Records to process:
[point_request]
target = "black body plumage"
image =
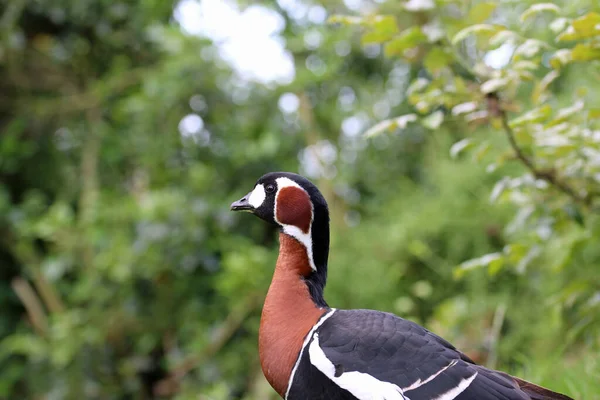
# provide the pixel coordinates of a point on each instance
(392, 350)
(372, 355)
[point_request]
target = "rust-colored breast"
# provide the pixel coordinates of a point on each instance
(288, 315)
(294, 208)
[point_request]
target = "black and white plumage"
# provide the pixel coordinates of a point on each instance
(311, 351)
(366, 354)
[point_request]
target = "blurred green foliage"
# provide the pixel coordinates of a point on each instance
(464, 197)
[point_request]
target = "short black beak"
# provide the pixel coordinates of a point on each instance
(242, 204)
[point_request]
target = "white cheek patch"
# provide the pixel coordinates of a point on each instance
(257, 196)
(294, 231)
(286, 182)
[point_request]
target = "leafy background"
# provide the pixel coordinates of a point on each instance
(464, 195)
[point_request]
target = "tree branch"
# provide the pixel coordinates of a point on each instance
(547, 175)
(230, 325)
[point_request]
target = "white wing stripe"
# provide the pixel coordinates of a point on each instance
(419, 383)
(462, 386)
(306, 340)
(362, 386)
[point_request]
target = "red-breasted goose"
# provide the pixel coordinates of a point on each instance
(311, 351)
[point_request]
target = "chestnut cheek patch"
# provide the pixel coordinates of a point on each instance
(294, 208)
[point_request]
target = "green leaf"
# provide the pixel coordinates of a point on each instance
(477, 29)
(434, 120)
(493, 85)
(460, 146)
(409, 38)
(585, 52)
(499, 188)
(561, 58)
(464, 108)
(588, 25)
(533, 116)
(538, 8)
(483, 261)
(583, 27)
(502, 37)
(564, 113)
(419, 5)
(390, 124)
(436, 59)
(480, 12)
(345, 20)
(542, 85)
(383, 28)
(417, 85)
(529, 48)
(559, 25)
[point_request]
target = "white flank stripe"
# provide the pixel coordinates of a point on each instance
(306, 340)
(419, 383)
(462, 386)
(362, 386)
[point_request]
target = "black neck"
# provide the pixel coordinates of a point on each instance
(320, 241)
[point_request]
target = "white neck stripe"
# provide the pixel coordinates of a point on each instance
(292, 230)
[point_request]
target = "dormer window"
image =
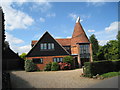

Assigned task:
Each line of the listing above that includes the word "cheek" should be copied.

Exercise result:
target = "white cheek patch"
target = "chestnut cheek patch"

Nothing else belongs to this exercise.